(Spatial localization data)
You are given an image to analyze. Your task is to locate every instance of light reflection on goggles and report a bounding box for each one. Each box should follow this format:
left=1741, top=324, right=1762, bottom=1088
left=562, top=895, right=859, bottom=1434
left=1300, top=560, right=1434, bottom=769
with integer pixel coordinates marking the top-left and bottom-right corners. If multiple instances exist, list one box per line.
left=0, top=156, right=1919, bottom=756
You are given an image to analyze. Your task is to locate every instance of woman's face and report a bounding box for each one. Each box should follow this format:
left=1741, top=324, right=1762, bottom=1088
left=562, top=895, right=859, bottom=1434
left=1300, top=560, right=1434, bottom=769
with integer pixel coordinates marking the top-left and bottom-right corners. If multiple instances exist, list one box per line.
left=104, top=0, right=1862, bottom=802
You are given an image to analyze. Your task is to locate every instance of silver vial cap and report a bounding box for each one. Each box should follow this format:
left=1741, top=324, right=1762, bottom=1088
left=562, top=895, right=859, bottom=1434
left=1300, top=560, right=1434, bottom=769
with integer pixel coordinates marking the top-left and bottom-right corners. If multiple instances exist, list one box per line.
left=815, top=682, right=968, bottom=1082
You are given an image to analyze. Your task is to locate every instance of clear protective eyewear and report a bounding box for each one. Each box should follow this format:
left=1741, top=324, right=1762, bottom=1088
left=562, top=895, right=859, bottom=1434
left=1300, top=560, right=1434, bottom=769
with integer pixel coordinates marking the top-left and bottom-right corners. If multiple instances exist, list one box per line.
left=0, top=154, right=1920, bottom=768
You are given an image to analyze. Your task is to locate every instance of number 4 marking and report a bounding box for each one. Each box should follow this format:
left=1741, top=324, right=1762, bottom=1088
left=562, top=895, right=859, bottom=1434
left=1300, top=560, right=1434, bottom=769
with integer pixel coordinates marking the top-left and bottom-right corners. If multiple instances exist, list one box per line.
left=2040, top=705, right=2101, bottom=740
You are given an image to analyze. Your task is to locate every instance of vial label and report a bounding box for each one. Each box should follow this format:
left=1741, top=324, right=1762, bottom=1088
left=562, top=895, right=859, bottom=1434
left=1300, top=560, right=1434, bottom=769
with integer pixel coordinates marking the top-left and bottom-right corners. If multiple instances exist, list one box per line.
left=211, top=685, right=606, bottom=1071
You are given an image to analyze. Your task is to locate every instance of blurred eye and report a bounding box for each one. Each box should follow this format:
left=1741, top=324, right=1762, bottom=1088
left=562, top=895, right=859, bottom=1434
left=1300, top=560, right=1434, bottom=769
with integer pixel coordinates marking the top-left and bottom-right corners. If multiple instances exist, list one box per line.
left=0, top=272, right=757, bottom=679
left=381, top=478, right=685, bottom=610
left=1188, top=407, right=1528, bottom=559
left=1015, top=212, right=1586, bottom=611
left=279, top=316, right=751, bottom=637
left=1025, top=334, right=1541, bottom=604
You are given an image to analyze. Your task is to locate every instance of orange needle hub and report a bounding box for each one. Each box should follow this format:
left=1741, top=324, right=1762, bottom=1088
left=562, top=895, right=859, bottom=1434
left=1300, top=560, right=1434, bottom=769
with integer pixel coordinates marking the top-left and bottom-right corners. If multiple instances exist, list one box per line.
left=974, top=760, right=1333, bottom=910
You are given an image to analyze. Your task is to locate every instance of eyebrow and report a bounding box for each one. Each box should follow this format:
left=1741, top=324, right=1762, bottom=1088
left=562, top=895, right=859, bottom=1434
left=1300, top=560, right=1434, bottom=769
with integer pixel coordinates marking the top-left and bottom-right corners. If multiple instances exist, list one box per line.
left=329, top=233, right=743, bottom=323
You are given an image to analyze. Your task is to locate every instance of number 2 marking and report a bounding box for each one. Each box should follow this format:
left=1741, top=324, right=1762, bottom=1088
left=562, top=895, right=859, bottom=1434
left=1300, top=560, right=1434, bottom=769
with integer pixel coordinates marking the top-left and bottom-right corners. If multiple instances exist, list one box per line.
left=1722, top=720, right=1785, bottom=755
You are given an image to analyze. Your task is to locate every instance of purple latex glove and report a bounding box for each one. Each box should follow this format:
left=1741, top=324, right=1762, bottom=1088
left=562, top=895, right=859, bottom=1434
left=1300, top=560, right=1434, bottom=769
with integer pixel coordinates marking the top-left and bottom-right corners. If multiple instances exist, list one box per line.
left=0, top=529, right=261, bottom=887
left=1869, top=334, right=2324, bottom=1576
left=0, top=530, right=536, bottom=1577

What you are asked to do:
Please write out each entry shown above exactly as given.

Response to the task:
You are given an image to analyze. Your task is to locate every instance of light reflection on goggles and report a bounding box for each one. Each box should follow this format:
left=1741, top=324, right=1762, bottom=1088
left=562, top=895, right=859, bottom=1434
left=1300, top=560, right=1434, bottom=769
with integer pixel coordinates marking the top-left and bottom-right corners. If multiple instances exist, list one box per line.
left=0, top=156, right=1919, bottom=756
You are given an image to analyze. Your task is to locate every instance of woman's face and report a bounding box for each one. Each box should follow this format:
left=1741, top=324, right=1762, bottom=1088
left=562, top=895, right=859, bottom=1434
left=1300, top=560, right=1434, bottom=769
with integer pixel coordinates marking the top-left and bottom-right corners. If multiple instances exist, list one box per line.
left=104, top=0, right=1862, bottom=802
You are given an image to analyze. Your task is to locate every instance of silver vial cap and report a bounding box for each one. Each box should follow this format:
left=1741, top=324, right=1762, bottom=1088
left=562, top=895, right=859, bottom=1434
left=1300, top=560, right=1434, bottom=769
with integer pixel coordinates marking the top-left and bottom-right corners. If multiple instances exist, list one box per line.
left=815, top=682, right=968, bottom=1082
You are given an image to analyze. Your task is to locate every instance of clear protective eyewear and report a bounding box for each one. Each box should follow this format:
left=1741, top=324, right=1762, bottom=1088
left=562, top=895, right=859, bottom=1434
left=1300, top=560, right=1434, bottom=769
with integer pixel coordinates marking the top-left and bottom-right corners. If multiple instances exist, list one box per line.
left=0, top=154, right=1920, bottom=768
You are given an image to analyze. Your task is to locate every instance of number 4 marking and report a bounding box for each one. Each box should follow this format:
left=1741, top=324, right=1762, bottom=1088
left=562, top=895, right=859, bottom=1434
left=1300, top=560, right=1434, bottom=769
with integer pixel coordinates marking the top-left and bottom-right corners. If multiple instances exist, list one box per line.
left=2040, top=705, right=2101, bottom=740
You are given an image to analyze. Your task is to locate every instance of vial label and report a bounding box for each one. Each box should follow this format:
left=1741, top=324, right=1762, bottom=1088
left=562, top=895, right=859, bottom=1434
left=1300, top=560, right=1434, bottom=769
with integer pixel coordinates marking the top-left and bottom-right corners. If multiple instances exist, list one box per line.
left=211, top=685, right=606, bottom=1071
You are given an image to analyze. Your task is to locate every instance of blurred eye and report a bounding box for each one. Each box should follow this format:
left=1741, top=324, right=1762, bottom=1088
left=562, top=895, right=859, bottom=1434
left=1300, top=560, right=1434, bottom=769
with integer pixel coordinates marking the top-left and bottom-right corners. If multiple instances exist, list one box per line.
left=0, top=272, right=757, bottom=679
left=381, top=478, right=685, bottom=610
left=1188, top=407, right=1528, bottom=559
left=1015, top=212, right=1586, bottom=611
left=279, top=316, right=751, bottom=637
left=1025, top=334, right=1541, bottom=604
You are given an image to analyze. Your task is to locate every instance of orange needle hub and report a bounding box for each one. Each box should follow this format:
left=1741, top=324, right=1762, bottom=1088
left=562, top=895, right=859, bottom=1434
left=1300, top=560, right=1434, bottom=769
with integer pixel coordinates marking the top-left and bottom-right corners. If multiple instances exist, list one box per line.
left=974, top=760, right=1333, bottom=910
You are given an image to analyze. Your task is to locate every instance of eyebrow and report a bounding box for each one. Each box should follow this format:
left=1741, top=324, right=1762, bottom=1088
left=562, top=895, right=859, bottom=1434
left=1300, top=560, right=1434, bottom=769
with integer pixel coordinates marking the top-left and bottom-right corners. If multiple instances exist, list one box per line.
left=329, top=233, right=743, bottom=323
You are given an image to analyze. Your task is to locate every instance of number 2 marking and report a bounding box for each one. Each box should follow this format:
left=1741, top=324, right=1762, bottom=1088
left=562, top=895, right=859, bottom=1434
left=1300, top=560, right=1434, bottom=769
with integer pixel coordinates marking the top-left and bottom-right corners. If multiple instances exist, list one box per line.
left=1722, top=720, right=1785, bottom=755
You are given an image to analyze. Your task is to locate every instance of purple latex glove and report a bounding box for each one. Each box should follow this format:
left=1741, top=324, right=1762, bottom=1088
left=562, top=895, right=859, bottom=1434
left=1300, top=560, right=1434, bottom=769
with integer pixel coordinates marking the top-left and bottom-right corners. If multiple instances exist, list one box per line.
left=0, top=529, right=261, bottom=887
left=1869, top=334, right=2324, bottom=1576
left=0, top=530, right=536, bottom=1577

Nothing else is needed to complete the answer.